**To-do list**
a) From the QLogic driver thread, print the passage from "Another note... After" up to and including "info is useful.".
b) In the QLogic driver thread, what should the installer be booted with on a server with redundant QLogic HBAs?
c) Please go on with the QLogic driver thread, starting right after its final sentence.

**Reading text**

━━━━

A server with redundant qlogic HBA's can be installed just fine as long as you boot the installer with "linux noprobe" and then manually load the qla2300 module with the option "ql2xfailover=1" (this prevents you from seeing 2 instances of the SAN disks and I'd recommend that if possible, the installer should add this option automatically as the failover version of the driver was the default in previous releases). However, in order to get the driver module configured to properly support the redundant paths and failover features of a SAN, it's necessary to use a gui program (QLogic SANSurfer or IBM FASTT_MSJ depending on the branding) which ultimately adds a number of nearly-unintelligible parameters to modules.conf. In order to save the settings, the qlremote program triggers something that tries to load the ql2300_conf.o kernel module which is missing from the RHEL distribution. It looks like some of the C files are in the kernel sources, but enough files are missing that this module cannot be compiled. Additionally, the version of the ql2300 driver that Red Hat is using doesn't seem to be readily available for me to add these files back and compile just a ql2300_conf module that is compatible with the version in RHEL ES3. Unfortunately, without the qla2300_conf.o module, having the qla2300.o module in the distribution doesn't allow the creation of a reliable environment. Would it be possible to get the qla2300_conf.o module added to future kernels? Yes, a 3rd-party binary is needed to make use of this module, but I can't think of any other practical way of supporting a SAN with the qla2300 drivers.
In case there needs to be an actual "bug" to help justify adding the "feature", it might be worthwhile to note that as shipped, the qla driver *will* allow a group of linux boxes to failover (after a minute or two), but when service is restored a second failover will hang every linux box that failed over the first time.
Another note... After spending a day with an IBM support engineer on site, I've learned that the qla2300_conf is not only required to write an updated configuration, but it's also needed to read that configuration before the qla2300 modules itself loads. My "IBM approved" current modules.conf looks like this: alias scsi_hostadapter0 qla2300_conf alias scsi_hostadapter1 qla2300 alias scsi_hostadapter2 qla2300_conf alias scsi_hostadapter3 qla2300 alias block-major-2 off options scsi_mod max_scsi_luns=128 post-remove qla2300 rmmod qla2300_conf options qla2300 ConfigRequired=1 ql2xfailover=1 ql2xuseextopts=1 It might be good for Anaconda to add the qla2300_conf lines at install time once the modules ship with the kernel. Hope this info is useful.
Jeremy, would this be an anaconda or kudzu issue ?

━━━━

(Object location annotation data)
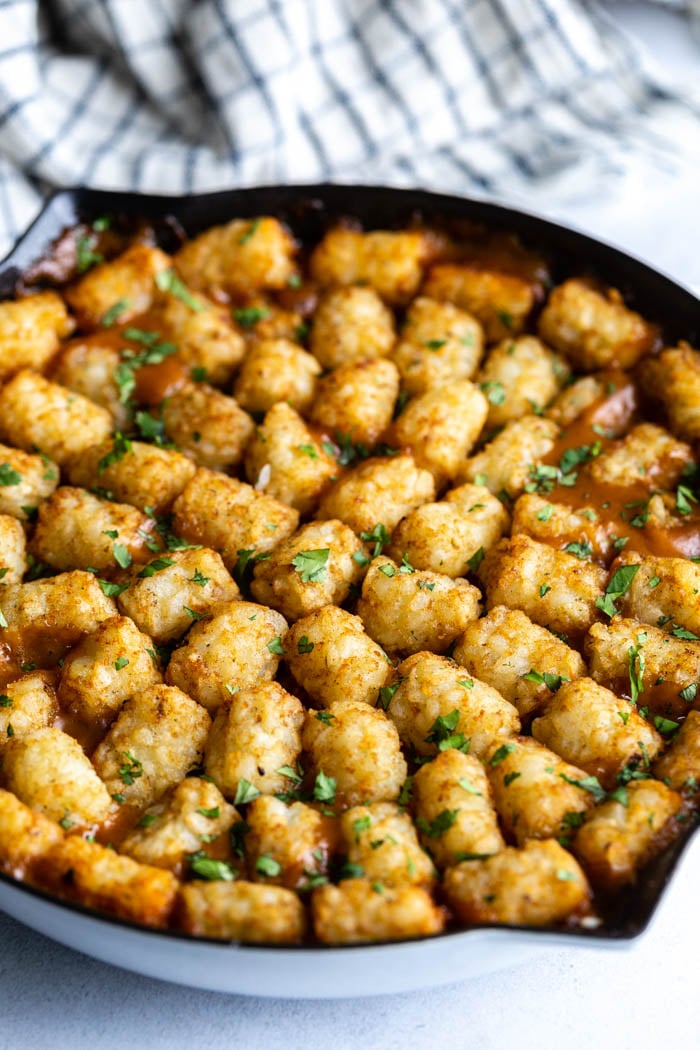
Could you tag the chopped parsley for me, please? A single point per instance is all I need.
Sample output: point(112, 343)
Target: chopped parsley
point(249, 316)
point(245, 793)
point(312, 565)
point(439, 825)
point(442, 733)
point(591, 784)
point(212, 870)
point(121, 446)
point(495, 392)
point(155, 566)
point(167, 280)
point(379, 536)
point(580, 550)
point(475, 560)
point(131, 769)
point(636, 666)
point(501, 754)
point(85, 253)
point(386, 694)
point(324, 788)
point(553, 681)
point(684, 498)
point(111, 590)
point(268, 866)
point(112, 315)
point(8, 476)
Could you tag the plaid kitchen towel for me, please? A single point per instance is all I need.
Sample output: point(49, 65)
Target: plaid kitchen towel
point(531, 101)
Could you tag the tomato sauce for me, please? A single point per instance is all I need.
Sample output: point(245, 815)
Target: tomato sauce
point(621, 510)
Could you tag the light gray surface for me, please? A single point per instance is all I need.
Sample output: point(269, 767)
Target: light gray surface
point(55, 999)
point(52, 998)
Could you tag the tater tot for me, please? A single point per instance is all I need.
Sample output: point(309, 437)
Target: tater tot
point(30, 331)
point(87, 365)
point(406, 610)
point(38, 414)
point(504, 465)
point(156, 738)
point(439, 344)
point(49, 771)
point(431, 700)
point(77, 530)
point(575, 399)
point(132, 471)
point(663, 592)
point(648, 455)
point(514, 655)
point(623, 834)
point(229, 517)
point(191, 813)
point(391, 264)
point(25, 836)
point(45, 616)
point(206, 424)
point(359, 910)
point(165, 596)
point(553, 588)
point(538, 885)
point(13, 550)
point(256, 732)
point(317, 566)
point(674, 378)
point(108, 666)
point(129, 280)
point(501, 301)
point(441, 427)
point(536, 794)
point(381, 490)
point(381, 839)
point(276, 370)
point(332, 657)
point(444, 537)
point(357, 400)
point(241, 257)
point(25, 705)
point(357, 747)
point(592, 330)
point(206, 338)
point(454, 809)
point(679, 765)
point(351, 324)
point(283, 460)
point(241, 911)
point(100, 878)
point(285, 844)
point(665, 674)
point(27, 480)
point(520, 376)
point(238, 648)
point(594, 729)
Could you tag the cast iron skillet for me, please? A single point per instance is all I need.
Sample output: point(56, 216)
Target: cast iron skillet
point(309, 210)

━━━━

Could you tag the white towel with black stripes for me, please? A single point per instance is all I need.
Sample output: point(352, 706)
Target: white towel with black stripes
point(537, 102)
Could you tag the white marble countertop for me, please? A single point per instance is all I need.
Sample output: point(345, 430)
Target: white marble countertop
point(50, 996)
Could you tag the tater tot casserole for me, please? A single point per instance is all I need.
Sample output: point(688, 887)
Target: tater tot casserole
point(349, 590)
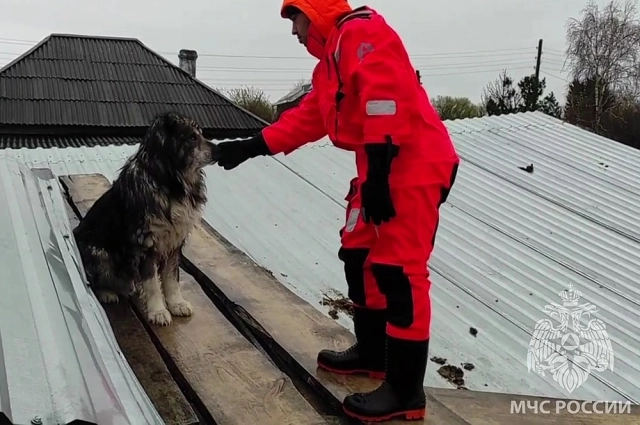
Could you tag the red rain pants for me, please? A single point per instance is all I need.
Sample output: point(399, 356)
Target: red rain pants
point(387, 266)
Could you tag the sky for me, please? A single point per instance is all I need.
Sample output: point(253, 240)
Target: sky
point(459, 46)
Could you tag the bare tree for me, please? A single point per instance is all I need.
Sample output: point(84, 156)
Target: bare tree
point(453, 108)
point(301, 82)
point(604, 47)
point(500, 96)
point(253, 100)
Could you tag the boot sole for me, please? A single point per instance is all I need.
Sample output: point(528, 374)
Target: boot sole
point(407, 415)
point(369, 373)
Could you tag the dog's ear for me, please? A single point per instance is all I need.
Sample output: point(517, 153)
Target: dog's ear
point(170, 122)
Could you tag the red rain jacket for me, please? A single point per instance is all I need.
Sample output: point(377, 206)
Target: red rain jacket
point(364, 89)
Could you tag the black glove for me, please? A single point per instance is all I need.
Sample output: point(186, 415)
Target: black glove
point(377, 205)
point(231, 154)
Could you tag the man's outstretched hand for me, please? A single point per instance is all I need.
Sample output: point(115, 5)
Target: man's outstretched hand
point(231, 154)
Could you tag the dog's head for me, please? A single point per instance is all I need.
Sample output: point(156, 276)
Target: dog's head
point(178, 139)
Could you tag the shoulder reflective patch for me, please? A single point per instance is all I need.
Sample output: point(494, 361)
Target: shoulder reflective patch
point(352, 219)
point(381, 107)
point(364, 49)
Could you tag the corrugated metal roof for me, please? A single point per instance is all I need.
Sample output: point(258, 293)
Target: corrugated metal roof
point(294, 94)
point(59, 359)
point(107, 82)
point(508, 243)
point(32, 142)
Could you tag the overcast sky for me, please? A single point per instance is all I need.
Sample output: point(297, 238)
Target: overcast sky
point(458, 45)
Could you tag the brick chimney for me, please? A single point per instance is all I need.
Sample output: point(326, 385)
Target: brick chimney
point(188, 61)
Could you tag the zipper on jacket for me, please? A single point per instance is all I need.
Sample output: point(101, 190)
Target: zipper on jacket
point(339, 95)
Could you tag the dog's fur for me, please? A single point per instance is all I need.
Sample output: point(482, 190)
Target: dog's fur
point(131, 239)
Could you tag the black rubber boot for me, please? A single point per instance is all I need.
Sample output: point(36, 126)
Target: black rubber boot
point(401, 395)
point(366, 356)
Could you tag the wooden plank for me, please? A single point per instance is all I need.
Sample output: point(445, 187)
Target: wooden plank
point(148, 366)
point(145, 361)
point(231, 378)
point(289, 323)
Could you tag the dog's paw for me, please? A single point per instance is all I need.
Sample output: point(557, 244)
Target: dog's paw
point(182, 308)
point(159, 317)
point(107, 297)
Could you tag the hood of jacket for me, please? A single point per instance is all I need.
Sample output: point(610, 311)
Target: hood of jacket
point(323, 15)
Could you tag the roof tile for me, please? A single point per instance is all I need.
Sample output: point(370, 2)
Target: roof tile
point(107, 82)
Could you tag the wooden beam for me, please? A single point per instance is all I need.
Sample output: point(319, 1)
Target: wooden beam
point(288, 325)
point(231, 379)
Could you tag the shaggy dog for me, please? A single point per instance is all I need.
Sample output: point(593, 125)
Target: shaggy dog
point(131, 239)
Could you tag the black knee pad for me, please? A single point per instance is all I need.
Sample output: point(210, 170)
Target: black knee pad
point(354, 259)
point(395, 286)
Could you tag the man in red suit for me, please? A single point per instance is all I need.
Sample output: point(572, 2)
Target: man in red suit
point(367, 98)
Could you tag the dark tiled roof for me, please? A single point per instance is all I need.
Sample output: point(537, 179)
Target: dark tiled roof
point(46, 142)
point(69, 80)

━━━━

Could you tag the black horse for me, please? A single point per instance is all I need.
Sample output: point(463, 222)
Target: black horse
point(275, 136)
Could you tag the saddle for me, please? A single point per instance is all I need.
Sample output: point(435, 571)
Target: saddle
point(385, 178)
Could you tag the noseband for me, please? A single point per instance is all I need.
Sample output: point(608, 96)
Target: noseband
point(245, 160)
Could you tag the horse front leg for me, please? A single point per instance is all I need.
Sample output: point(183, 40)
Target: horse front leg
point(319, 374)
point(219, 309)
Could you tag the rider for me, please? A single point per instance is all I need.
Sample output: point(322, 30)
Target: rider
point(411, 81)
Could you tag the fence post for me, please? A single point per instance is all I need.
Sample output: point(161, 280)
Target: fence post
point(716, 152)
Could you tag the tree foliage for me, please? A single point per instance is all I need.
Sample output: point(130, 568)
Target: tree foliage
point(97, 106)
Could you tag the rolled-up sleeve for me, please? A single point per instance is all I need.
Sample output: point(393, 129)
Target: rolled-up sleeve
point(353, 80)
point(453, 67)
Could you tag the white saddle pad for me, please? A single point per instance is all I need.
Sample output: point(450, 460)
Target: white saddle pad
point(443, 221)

━━━━

**In response**
a)
Another note... After spending a day with an IBM support engineer on site, I've learned that the qla2300_conf is not only required to write an updated configuration, but it's also needed to read that configuration before the qla2300 modules itself loads. My "IBM approved" current modules.conf looks like this: alias scsi_hostadapter0 qla2300_conf alias scsi_hostadapter1 qla2300 alias scsi_hostadapter2 qla2300_conf alias scsi_hostadapter3 qla2300 alias block-major-2 off options scsi_mod max_scsi_luns=128 post-remove qla2300 rmmod qla2300_conf options qla2300 ConfigRequired=1 ql2xfailover=1 ql2xuseextopts=1 It might be good for Anaconda to add the qla2300_conf lines at install time once the modules ship with the kernel. Hope this info is useful.

b) "linux noprobe"

c)
First it is a kernel issue, because we do not build the qla2300_conf module. Adding this module has not been a high priority for us, because it adds to the maintenance and QA burden, just to enable binary-only features that we have seen cause problems for some customers. The preferred way to do multipath failover is to use MD driver. In fact, when the qlogic FC driver is added to the 2.6 kernel it will be stripped of its multipath functionality. This does not suggest that we should invest effort into it in RHEL.
Did I overlook a way to set up a bootable Multipath failover MD array in anaconda? I also assume that this means that in order to upgrade a server farm from Red Hat 2.1 (with QLA Failover support) to Red Hat 3 requires a complete re-formatting of the entire SAN? The IBM BladeCenter needs to boot off the SAN b/c there is not room in system for redundant hard drives. The qlogic solution worked in 2.1, and works under 3 with qlogic's drivers. However, without the qla2300_conf module in the RPMs, it becomes almost impossible to upgrade the kernel after enabling qlogic-style failover. I'll admit that I don't know much about the MD driver yet, so I'm sorry if I'm overlooking something, but it looks like the exclusion of this one module turns a simple upgrade into a nightmare and an enterprise-quality SAN system into a big hack.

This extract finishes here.